Problems to solve
#1 Quote the passage of the read-traffic documentation between "Query types (weighted" and "to exercise pagination.", inclusive.
#2 According to the read-traffic documentation, how many pages do list queries fetch at most?

Document
***
Controls read traffic. If omitted, no queries are issued (write-only mode).

| Preset | countRPS | listRPS | Filter distribution |
|------------|----------|---------|---------------------------|
| `light` | 1 | 2 | Balanced |
| `moderate` | 5 | 10 | Balanced |
| `heavy` | 10 | 25 | Biased toward CSA filters |

Query types (weighted distribution):
- **No filter**: `WorkflowType = 'visibilityStressWorker'`
- **Open**: `ExecutionStatus = 'Running'`
- **Closed + time range**: `ExecutionStatus != 'Running' AND CloseTime > ...`
- **Simple CSA**: Single CSA filter (e.g., `VS_Int_01 > 500`)
- **Compound CSA**: Multiple CSAs ANDed (e.g., `VS_Int_01 > 200 AND VS_Keyword_01 = 'alpha'`)

List queries fetch up to 3 pages to exercise pagination.

### CSA Presets (`--option csaPreset=...`)
***
Information shown
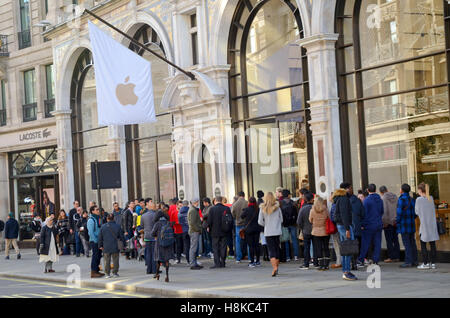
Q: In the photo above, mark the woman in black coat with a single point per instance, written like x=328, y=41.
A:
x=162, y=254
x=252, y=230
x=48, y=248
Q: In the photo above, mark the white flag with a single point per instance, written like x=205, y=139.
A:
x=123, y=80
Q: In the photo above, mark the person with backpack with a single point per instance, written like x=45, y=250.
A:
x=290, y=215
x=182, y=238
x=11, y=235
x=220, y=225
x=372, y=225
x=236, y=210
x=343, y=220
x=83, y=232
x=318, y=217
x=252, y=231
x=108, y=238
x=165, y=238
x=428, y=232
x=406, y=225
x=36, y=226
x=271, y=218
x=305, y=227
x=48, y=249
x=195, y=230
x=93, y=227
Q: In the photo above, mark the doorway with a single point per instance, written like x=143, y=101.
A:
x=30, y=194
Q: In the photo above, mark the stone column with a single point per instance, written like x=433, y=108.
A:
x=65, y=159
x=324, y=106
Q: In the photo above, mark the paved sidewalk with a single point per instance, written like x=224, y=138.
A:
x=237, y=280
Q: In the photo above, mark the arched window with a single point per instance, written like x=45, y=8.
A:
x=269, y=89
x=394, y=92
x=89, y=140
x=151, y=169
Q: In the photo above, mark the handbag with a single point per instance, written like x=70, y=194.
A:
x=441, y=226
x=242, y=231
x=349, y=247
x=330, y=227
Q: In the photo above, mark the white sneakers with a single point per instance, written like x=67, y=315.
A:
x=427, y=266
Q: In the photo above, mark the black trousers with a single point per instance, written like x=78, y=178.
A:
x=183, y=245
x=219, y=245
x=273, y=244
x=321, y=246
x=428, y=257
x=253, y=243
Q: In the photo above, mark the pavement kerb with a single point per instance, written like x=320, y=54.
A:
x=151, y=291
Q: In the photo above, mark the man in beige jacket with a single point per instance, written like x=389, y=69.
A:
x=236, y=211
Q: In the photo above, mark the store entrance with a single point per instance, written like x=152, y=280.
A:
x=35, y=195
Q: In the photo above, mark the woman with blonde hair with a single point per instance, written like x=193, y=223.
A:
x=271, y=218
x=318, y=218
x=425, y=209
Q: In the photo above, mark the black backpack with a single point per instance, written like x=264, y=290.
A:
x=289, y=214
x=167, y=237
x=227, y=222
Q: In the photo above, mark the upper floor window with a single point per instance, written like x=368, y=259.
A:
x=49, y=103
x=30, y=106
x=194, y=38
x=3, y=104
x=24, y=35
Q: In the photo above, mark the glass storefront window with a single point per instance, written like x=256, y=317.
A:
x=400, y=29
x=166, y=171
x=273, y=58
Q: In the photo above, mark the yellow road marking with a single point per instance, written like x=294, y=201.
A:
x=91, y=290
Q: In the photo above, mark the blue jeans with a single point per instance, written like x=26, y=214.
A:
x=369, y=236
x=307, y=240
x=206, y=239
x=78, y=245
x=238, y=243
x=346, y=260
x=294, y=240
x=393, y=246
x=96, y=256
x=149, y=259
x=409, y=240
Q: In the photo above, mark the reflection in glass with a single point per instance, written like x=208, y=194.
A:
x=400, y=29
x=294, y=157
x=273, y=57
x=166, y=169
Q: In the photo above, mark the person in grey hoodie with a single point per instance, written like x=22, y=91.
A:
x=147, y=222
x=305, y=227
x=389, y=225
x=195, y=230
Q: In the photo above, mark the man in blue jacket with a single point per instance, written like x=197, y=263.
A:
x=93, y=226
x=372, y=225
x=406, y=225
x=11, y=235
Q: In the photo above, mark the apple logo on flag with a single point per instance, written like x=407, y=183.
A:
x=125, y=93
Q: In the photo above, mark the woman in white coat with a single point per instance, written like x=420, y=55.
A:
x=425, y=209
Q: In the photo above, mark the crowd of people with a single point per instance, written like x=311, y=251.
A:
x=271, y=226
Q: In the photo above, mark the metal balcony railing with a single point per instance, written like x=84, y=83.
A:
***
Expected results
#1
Query types (weighted distribution):
- **No filter**: `WorkflowType = 'visibilityStressWorker'`
- **Open**: `ExecutionStatus = 'Running'`
- **Closed + time range**: `ExecutionStatus != 'Running' AND CloseTime > ...`
- **Simple CSA**: Single CSA filter (e.g., `VS_Int_01 > 500`)
- **Compound CSA**: Multiple CSAs ANDed (e.g., `VS_Int_01 > 200 AND VS_Keyword_01 = 'alpha'`)

List queries fetch up to 3 pages to exercise pagination.

#2 Up to 3 pages.